Every summer, the valued tradition of student outreach at Einstein helps to expose high school and college students to careers in science as they gain hands-on experience in research laboratories. Between late June and early August, approximately one dozen teenagers participate in the five-week Einstein-Montefiore Summer High School Research Program (SHSRP), while 40 undergraduates take part in the nine-week Summer Undergraduate Research Program (SURP). These outstanding students are selected from around the country and matched with a faculty mentor based on their research interests.
Upon their arrival in the Bronx, the students attend orientation events, including a campus tour, a social luncheon with faculty and graduate student hosts and special training seminars on laboratory safety and practice. Students also are invited to take advantage of the academic and social activities available on campus, such as faculty seminars, student mixers and networking events. And they are encouraged to immerse themselves in the Einstein community in order to get a taste of what life as a scientist might be like.
The primary component of each program is the laboratory experience, through which students take part in the bench science being conducted by their mentors. For example, high schooler Kilole Aklilo, from the Ursuline School in New Rochelle, will assist with research in Dr. David Sharp's lab. Working with Ph.D. student Rabab Charafeddine, she’ll study the role of Fidgetin, a microtubule-severing enzyme that has important functions during cell division and cell migration.

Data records

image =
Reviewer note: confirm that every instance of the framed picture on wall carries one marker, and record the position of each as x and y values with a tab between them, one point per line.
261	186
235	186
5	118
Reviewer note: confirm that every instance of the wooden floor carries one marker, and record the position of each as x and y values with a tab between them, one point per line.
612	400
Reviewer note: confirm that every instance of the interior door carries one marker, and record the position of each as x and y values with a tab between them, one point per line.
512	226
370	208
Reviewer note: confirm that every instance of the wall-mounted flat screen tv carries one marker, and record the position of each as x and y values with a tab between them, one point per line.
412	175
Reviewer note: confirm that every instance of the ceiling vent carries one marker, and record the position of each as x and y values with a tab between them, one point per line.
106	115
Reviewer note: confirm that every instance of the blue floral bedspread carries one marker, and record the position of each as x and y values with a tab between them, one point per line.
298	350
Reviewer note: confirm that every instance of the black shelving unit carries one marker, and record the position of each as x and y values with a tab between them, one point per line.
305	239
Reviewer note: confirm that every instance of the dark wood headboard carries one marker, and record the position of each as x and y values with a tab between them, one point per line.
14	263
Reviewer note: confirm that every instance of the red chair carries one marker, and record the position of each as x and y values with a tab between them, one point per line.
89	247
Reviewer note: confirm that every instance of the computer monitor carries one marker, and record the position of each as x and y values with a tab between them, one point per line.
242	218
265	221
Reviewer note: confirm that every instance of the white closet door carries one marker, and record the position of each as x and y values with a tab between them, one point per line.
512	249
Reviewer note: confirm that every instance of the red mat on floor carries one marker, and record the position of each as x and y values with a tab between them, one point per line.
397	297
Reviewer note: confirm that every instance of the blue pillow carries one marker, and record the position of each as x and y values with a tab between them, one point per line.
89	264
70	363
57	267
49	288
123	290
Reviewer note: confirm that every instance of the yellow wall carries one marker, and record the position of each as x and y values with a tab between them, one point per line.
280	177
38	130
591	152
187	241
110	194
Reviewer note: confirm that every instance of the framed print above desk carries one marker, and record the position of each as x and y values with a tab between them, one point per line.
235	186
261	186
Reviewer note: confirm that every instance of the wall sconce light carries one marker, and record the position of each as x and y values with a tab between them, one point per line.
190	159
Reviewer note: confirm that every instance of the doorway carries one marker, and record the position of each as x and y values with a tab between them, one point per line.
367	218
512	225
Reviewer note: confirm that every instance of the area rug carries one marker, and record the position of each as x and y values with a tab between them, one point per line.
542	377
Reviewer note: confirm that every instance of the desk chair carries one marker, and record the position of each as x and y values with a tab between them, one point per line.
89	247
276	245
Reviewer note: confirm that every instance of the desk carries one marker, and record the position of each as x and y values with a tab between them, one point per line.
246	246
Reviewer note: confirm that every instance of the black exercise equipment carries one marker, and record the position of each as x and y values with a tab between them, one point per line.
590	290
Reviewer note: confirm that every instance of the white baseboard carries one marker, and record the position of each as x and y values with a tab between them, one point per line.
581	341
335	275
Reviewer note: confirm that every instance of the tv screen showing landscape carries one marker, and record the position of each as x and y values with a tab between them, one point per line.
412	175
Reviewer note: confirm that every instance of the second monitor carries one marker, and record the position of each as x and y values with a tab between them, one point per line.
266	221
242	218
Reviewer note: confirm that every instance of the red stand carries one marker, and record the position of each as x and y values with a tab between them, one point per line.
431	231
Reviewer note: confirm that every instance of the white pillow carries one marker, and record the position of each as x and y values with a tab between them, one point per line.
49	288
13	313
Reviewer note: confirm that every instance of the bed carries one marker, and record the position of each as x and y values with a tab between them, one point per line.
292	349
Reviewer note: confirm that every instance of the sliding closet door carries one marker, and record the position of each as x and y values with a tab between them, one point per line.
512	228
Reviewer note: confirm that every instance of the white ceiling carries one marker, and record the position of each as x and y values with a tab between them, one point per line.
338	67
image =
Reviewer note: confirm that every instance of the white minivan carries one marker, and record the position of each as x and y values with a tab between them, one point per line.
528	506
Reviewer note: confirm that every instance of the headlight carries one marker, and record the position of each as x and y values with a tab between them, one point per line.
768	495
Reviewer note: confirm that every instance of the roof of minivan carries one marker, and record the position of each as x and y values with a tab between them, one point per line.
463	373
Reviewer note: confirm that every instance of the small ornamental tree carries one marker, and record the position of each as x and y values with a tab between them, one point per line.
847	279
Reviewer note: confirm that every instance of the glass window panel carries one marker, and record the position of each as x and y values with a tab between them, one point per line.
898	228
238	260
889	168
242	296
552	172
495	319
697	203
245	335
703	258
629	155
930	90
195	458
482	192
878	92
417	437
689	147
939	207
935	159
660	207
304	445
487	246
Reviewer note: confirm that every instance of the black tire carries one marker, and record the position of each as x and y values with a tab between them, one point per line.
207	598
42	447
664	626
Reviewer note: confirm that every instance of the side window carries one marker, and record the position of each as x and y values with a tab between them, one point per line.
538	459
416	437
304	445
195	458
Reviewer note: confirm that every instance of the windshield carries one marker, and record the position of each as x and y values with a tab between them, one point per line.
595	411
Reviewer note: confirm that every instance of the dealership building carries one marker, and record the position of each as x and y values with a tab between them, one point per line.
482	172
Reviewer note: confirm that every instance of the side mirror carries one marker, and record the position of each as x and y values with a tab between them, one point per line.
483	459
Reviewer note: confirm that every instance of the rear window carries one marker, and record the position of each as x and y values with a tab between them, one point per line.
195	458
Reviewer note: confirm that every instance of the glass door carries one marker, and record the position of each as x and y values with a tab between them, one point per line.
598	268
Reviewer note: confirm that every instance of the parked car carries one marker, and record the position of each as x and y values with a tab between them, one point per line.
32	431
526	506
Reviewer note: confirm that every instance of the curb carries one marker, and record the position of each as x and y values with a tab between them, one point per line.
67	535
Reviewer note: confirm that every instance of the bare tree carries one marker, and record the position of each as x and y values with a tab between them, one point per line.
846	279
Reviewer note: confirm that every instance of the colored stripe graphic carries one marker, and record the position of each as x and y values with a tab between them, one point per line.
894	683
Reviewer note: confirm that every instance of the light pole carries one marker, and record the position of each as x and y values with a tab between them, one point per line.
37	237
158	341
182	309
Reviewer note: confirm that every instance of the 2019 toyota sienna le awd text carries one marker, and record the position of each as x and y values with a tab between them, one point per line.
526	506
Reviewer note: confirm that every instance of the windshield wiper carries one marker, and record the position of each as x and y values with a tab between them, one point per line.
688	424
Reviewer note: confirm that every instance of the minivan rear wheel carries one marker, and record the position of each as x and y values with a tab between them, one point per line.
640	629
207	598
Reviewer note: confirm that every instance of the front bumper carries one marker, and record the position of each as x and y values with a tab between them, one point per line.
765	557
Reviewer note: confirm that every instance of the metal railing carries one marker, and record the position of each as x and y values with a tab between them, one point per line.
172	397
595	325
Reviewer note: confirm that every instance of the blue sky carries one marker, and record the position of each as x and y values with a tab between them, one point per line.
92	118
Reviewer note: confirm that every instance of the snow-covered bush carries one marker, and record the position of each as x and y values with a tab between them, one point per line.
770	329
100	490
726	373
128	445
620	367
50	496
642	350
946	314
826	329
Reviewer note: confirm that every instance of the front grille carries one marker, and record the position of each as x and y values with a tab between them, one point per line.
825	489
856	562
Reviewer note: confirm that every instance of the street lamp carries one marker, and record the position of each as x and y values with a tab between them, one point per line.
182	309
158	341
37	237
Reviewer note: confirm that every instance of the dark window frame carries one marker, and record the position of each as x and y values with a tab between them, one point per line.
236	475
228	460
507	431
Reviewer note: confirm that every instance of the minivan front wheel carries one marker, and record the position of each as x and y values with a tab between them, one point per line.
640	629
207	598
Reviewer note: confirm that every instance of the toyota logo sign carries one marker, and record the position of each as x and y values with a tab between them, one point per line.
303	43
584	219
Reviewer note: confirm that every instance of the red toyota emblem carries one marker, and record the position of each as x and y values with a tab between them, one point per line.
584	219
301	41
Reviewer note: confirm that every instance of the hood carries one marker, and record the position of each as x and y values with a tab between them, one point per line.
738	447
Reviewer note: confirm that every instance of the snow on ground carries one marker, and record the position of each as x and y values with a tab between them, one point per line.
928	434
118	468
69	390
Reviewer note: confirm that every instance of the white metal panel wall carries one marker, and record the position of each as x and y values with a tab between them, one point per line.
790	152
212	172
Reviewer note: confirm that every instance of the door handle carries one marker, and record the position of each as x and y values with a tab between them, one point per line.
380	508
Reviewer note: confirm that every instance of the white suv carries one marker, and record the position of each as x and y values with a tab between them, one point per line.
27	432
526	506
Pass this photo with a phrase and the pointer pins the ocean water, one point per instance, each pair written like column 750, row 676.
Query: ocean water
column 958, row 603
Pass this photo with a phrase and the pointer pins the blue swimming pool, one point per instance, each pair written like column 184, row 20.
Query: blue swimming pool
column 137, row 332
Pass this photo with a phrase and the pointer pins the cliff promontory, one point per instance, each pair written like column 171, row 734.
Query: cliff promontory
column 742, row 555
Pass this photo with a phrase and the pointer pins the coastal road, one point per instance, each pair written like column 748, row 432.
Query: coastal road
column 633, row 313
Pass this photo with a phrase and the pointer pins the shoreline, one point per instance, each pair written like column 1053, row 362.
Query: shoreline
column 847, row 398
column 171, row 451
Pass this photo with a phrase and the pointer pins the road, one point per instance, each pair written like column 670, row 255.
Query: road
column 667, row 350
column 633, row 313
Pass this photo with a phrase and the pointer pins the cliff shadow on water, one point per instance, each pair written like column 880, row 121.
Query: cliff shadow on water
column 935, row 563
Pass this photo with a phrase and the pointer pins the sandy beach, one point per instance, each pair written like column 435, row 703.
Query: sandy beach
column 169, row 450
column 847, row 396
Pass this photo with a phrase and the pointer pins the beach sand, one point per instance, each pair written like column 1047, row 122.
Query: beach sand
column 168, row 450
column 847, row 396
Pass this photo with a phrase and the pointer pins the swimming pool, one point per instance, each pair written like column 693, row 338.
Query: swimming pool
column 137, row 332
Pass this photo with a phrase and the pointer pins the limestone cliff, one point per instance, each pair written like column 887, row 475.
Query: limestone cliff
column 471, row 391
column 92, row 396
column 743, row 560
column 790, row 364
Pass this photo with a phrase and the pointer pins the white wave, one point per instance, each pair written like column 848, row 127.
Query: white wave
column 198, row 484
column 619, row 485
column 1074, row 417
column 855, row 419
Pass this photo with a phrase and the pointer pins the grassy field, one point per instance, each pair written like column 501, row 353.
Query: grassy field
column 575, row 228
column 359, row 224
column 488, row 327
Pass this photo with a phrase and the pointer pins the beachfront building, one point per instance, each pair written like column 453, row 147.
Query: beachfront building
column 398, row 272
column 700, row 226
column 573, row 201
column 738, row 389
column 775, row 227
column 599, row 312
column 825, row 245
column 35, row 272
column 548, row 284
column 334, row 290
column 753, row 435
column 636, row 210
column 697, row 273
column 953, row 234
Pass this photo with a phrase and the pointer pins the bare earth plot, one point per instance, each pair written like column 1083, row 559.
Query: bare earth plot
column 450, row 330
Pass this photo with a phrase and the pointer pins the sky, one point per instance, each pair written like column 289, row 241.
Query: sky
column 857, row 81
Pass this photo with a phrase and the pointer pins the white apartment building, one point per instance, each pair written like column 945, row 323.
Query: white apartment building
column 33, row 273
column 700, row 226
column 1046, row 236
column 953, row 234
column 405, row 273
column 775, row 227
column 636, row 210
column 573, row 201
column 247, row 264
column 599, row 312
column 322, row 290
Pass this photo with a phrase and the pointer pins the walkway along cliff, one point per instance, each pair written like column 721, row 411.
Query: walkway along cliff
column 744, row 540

Your assignment
Rewrite the passage on the summer research programs, starting with "The primary component" and going on through "and cell migration.", with "bench science" replaced by "hands-on research".

Result below
The primary component of each program is the laboratory experience, through which students take part in the hands-on research being conducted by their mentors. For example, high schooler Kilole Aklilo, from the Ursuline School in New Rochelle, will assist with research in Dr. David Sharp's lab. Working with Ph.D. student Rabab Charafeddine, she’ll study the role of Fidgetin, a microtubule-severing enzyme that has important functions during cell division and cell migration.